**TASK STATEMENT:** All lines from the one containing "of the blurred" through the final line of the records below should be reproduced exactly, with the pictures left out.

* Begin INPUT RECORDS *

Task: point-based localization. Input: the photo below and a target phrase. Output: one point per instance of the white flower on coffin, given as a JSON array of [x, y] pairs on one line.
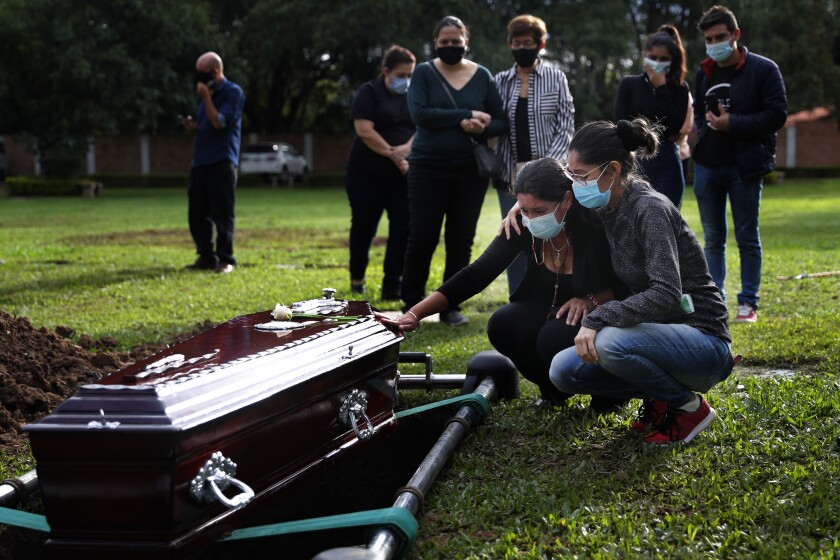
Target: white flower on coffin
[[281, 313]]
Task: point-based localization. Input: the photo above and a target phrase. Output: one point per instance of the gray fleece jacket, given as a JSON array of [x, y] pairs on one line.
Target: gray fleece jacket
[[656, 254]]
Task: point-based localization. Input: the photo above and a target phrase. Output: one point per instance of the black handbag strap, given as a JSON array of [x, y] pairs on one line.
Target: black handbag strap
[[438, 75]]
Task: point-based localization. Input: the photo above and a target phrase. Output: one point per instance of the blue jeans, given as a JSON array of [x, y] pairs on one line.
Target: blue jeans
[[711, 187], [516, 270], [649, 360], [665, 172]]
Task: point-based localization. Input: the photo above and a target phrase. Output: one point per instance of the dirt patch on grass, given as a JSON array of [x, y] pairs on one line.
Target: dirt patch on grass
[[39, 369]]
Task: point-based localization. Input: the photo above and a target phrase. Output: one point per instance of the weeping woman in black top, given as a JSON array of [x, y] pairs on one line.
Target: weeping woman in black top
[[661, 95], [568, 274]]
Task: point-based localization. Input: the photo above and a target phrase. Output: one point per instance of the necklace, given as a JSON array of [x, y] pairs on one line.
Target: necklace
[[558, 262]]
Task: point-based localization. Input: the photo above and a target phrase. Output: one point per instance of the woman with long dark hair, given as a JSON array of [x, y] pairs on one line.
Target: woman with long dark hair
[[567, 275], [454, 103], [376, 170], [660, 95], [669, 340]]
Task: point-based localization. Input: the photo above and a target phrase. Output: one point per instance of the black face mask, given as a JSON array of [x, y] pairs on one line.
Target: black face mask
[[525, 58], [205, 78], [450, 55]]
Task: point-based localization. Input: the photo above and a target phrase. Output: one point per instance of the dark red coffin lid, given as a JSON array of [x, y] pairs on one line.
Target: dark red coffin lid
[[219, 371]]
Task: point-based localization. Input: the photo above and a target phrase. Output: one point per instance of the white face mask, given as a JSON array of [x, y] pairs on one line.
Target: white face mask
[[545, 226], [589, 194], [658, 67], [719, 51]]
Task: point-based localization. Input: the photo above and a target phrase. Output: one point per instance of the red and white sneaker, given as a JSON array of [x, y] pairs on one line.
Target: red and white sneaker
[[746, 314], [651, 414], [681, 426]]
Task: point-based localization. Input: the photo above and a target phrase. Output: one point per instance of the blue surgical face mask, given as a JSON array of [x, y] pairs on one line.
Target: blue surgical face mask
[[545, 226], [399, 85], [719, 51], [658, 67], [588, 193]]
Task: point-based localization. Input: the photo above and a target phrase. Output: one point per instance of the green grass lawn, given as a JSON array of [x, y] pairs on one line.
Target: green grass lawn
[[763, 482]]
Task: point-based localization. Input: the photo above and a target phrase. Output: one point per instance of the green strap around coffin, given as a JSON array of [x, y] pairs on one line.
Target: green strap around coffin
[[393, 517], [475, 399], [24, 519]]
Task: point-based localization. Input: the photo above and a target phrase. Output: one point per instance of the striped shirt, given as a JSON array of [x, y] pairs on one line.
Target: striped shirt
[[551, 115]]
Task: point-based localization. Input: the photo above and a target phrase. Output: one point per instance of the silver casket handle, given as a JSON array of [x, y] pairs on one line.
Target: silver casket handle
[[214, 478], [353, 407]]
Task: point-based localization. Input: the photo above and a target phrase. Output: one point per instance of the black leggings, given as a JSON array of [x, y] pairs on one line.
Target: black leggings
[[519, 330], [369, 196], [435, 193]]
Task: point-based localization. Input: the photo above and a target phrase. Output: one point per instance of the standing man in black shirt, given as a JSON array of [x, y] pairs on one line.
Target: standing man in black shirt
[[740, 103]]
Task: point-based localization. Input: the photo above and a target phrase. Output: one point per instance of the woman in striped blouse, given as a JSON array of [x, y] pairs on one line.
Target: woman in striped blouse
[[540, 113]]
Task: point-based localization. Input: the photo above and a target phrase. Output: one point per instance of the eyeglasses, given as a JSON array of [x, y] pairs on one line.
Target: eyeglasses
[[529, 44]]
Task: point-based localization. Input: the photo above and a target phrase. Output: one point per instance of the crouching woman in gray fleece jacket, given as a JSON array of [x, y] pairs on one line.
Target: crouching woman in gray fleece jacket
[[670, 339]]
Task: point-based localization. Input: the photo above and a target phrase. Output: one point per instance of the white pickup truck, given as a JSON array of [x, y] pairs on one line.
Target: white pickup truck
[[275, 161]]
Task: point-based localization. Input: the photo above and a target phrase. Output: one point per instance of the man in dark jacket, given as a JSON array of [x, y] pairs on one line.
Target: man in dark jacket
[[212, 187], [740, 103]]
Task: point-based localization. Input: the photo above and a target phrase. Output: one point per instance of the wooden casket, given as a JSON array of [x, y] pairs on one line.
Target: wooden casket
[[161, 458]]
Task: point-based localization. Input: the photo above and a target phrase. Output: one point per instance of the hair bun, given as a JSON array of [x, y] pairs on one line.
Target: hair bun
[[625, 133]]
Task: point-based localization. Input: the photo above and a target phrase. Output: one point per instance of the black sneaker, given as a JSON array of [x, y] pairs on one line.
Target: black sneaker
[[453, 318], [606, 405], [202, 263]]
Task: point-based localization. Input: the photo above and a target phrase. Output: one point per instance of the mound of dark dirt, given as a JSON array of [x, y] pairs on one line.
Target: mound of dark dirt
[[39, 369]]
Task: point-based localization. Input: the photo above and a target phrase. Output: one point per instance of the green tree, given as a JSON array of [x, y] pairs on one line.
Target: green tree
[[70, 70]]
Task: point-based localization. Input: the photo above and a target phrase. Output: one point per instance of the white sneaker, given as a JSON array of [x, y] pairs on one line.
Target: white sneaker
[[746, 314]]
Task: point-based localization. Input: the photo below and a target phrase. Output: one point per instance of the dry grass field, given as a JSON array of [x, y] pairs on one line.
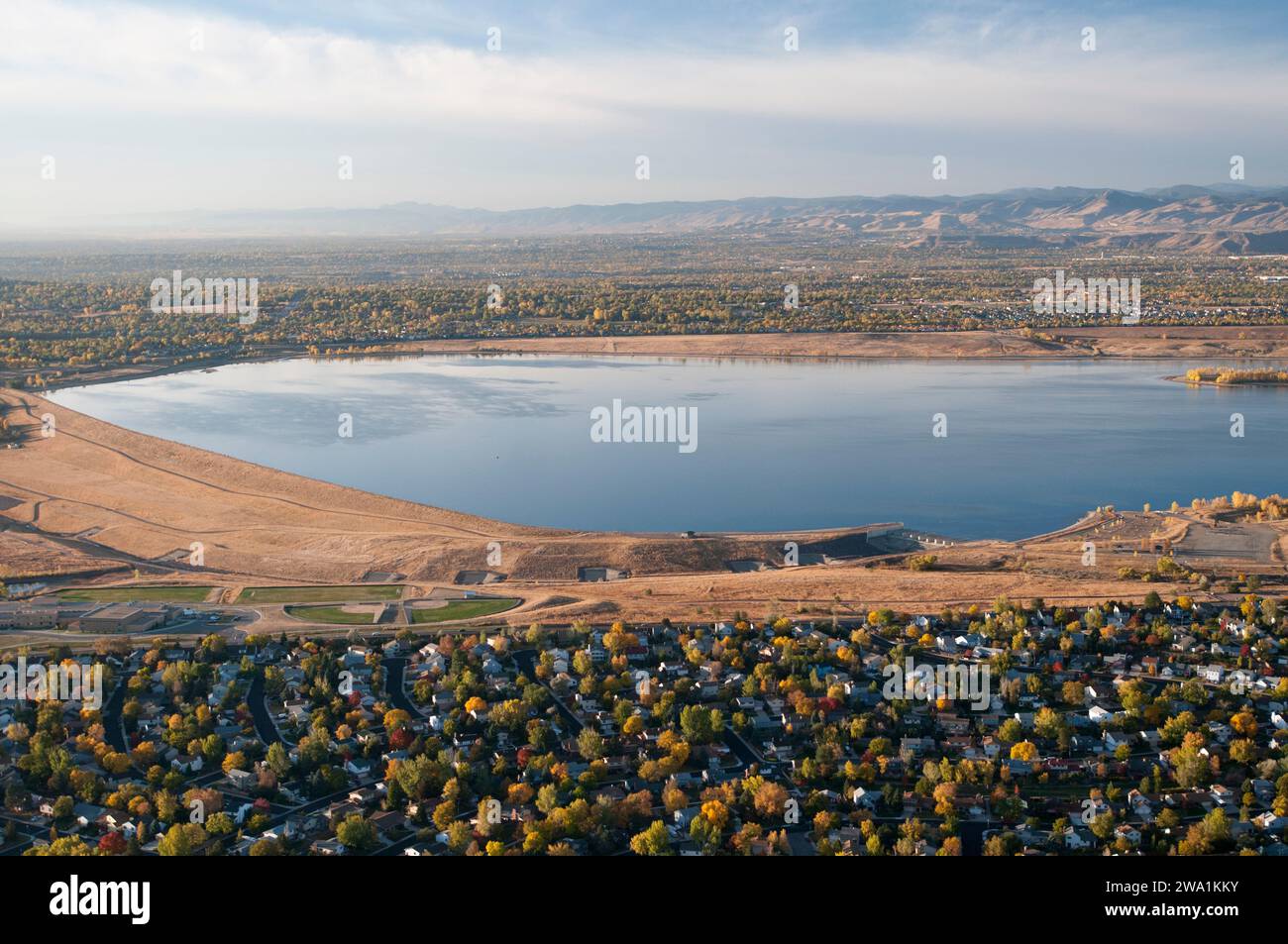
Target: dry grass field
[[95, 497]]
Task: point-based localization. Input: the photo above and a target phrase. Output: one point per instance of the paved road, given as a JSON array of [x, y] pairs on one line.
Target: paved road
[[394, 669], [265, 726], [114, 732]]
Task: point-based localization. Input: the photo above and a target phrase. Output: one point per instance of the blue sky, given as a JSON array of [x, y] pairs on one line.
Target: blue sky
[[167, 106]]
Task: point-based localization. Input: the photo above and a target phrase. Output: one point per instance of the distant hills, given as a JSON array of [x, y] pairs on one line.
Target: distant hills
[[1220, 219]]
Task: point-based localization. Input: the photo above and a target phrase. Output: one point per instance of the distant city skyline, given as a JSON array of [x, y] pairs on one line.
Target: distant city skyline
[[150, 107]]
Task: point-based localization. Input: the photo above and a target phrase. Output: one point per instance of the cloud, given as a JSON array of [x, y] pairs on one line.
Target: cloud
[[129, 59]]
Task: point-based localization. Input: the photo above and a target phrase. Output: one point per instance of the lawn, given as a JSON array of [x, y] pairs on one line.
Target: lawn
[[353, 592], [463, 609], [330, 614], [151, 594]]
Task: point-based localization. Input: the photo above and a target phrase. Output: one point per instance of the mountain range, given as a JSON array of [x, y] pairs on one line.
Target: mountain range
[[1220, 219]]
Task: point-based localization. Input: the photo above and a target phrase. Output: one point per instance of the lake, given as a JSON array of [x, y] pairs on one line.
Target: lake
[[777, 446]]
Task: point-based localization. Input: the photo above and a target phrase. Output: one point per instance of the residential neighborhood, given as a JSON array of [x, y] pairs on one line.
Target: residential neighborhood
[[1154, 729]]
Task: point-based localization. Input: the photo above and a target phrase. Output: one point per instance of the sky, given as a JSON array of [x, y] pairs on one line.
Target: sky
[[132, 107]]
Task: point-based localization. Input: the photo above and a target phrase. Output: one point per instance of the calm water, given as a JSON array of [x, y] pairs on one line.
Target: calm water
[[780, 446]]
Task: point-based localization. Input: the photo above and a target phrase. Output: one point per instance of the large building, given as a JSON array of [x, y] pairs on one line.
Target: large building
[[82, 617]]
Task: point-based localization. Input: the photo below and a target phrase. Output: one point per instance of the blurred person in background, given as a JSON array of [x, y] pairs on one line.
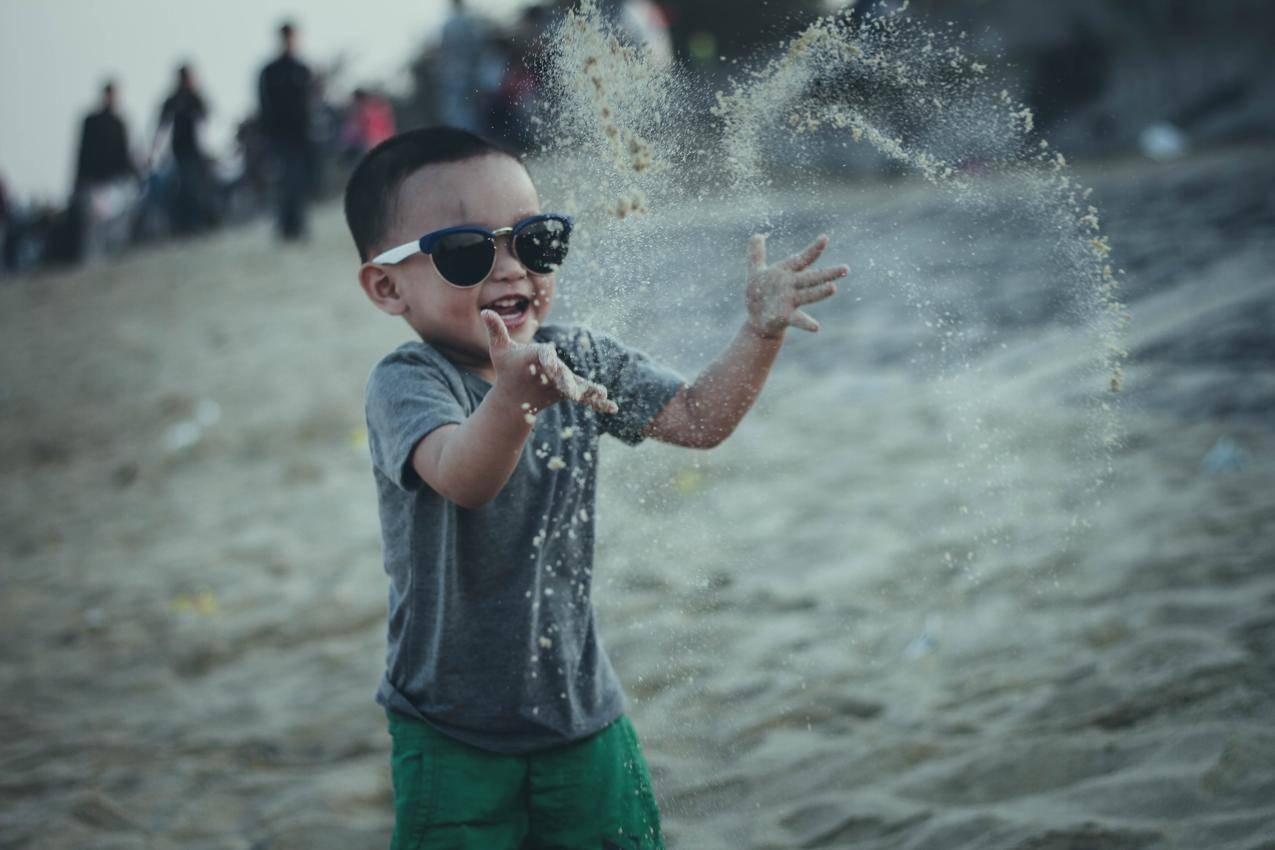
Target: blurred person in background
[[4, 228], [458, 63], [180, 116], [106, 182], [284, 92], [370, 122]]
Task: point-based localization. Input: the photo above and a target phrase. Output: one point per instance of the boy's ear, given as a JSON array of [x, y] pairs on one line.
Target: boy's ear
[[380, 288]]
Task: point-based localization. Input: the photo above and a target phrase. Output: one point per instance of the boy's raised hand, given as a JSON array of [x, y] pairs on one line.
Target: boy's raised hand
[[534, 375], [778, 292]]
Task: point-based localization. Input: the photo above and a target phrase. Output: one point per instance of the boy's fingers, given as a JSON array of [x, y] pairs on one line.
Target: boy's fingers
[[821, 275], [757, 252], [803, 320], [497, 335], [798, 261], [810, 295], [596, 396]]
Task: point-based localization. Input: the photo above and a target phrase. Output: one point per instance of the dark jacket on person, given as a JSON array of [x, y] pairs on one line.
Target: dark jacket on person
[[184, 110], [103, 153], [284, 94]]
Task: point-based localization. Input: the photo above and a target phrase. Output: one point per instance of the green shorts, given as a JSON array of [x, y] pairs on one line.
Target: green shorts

* End INPUT RECORDS *

**SOLUTION FOR THIS EXERCISE:**
Task: point-based localization. Input: the photo below and a target phrase. Output: one point per instance of the blurred person in background, given as a JSON array of [x, y] pairs on one line.
Target: blurred person in background
[[4, 228], [458, 63], [180, 116], [106, 182], [284, 92], [370, 122]]
Task: point-based localization. Input: the photo above and a target phrase. Output: one point per instance of the boy's ear, given as a JSON array of [x, y] pairs on one line.
Target: boy's ear
[[380, 288]]
Task: point-based localization. Input: the photo above and a target phrase. Output: one point per instance of the boy's raised hand, given as a JSON array of [x, y] pairs on one line.
Target: boy's raised hand
[[534, 375], [778, 292]]
Task: point-based localization. Input: the photo above and a target phrase. Output: one point per instance of the boy's fingers, given as a JSON array of [x, y] pairs on one line.
Target: boy's fingers
[[821, 275], [757, 252], [803, 320], [497, 335], [798, 261], [810, 295], [596, 396]]
Task: point-based localization. Input: the photo above and a target phrase. Output: one point per instance of the dark jacket on person, given as a JSON array of [x, y] pairs on one line.
Target: dark jacket on person
[[184, 110], [103, 153], [284, 94]]
Task: point-based localization. Input: the photo above and a target phrase. Output: one point per instance of the green shorts, given as a JSON array of [x, y] pairs on one line.
Target: green shorts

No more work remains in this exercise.